:: RECORDS SUPPLIED ::

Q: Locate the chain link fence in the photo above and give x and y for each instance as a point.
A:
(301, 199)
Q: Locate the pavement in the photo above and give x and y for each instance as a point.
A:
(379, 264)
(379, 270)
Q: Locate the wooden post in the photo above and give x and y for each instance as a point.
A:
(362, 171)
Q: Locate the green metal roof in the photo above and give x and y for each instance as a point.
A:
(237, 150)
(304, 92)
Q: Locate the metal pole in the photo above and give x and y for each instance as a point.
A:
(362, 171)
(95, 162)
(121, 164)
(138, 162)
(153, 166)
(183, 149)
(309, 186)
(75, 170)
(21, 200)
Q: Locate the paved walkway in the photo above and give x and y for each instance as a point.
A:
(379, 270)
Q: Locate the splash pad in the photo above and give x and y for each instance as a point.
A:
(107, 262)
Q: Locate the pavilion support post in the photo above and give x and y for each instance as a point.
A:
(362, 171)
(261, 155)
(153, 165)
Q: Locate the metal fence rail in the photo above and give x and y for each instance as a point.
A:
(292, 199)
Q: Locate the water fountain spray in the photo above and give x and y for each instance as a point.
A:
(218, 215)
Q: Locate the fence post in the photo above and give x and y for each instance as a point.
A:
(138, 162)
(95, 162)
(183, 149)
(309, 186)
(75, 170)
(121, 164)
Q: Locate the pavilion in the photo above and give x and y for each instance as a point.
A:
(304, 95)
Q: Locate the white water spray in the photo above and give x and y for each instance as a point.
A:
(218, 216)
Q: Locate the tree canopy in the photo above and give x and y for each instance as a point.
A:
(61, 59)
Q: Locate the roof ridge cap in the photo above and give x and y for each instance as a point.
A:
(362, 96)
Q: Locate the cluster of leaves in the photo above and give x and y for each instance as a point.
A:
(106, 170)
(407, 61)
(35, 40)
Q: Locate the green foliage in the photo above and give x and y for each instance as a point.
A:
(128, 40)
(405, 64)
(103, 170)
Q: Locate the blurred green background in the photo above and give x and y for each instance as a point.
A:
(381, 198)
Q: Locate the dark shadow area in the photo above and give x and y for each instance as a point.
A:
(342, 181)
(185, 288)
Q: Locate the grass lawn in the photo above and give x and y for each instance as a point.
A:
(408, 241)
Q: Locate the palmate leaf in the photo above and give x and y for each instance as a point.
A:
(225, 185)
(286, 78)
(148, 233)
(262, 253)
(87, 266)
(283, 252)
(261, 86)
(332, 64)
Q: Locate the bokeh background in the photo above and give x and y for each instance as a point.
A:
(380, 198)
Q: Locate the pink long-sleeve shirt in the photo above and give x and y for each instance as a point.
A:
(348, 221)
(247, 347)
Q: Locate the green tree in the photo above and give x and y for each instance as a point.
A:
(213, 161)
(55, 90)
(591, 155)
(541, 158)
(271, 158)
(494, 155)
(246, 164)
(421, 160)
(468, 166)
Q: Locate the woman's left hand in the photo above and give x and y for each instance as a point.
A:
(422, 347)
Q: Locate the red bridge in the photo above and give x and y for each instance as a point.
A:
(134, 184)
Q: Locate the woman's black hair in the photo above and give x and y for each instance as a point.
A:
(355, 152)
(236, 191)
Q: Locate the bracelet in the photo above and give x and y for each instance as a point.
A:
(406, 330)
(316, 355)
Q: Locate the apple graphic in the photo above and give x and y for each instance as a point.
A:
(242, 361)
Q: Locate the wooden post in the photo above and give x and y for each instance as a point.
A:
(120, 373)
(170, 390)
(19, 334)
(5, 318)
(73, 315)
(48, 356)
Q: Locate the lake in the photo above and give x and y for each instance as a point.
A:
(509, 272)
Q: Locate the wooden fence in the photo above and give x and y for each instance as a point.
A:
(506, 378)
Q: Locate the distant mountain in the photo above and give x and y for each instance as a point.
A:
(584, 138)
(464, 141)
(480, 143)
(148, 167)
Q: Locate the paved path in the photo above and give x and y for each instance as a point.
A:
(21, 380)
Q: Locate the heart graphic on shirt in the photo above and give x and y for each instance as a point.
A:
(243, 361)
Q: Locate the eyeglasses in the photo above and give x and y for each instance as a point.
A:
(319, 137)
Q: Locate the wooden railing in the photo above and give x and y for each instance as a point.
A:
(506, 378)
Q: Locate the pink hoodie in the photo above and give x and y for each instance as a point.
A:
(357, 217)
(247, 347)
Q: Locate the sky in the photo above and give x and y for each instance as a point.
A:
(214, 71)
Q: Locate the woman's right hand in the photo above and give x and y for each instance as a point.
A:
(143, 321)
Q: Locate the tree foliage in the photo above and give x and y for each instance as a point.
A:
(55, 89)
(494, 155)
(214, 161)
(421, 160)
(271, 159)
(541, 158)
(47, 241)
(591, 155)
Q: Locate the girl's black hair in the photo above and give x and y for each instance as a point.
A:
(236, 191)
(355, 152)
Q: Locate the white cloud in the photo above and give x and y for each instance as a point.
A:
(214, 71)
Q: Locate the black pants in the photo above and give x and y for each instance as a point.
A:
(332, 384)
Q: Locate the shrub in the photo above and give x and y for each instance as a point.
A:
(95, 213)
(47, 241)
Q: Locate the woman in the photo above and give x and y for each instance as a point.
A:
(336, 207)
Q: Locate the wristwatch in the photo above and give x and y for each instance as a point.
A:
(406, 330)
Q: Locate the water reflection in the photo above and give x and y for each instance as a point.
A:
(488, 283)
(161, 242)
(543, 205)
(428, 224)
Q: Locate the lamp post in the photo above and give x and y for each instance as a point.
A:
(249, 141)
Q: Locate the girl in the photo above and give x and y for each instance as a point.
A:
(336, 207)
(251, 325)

:::

• _OBJECTIVE_
Copy the material line for line, starting at the line that contains "Q: Locate the sky" and ending at the final line of the material.

• _WRITTEN REPLY_
Q: Locate the sky in the photo above and give x and y for each instance as a point.
A:
(214, 71)
Q: Locate the woman's right hand in the photo above and give x and y for each instance as a point.
A:
(143, 321)
Q: Locate the tree foliage in the photo above and give x and y for each instance as a point.
A:
(55, 89)
(494, 155)
(214, 161)
(421, 160)
(271, 159)
(541, 158)
(47, 241)
(591, 155)
Q: Locate the girl's black hair in the photo above and give x and y for each instance as a point.
A:
(236, 191)
(355, 152)
Q: Locate the white cloud in the photo above and give x and y for each instance as a point.
A:
(214, 71)
Q: Locate the black pants in the photo above and give x and y for each instance as a point.
A:
(332, 384)
Q: Locate the shrub in the photo above and give x and y for each instance as a point.
A:
(95, 213)
(47, 241)
Q: Locate the woman in the photo above and give x and y for each instance as a point.
A:
(336, 207)
Q: Locate the wristwatch in the photo above and give x and y for each instance as a point.
A:
(406, 330)
Q: Locate the water reflection in the photo above and give x and y for each instance as a point.
A:
(488, 283)
(161, 242)
(543, 205)
(428, 224)
Q: Locate the lamp post in the photo above and give x and y for each instance as a point.
A:
(249, 141)
Q: Locate the girl in the photo above and give x and y for each instance as a point.
A:
(336, 207)
(251, 325)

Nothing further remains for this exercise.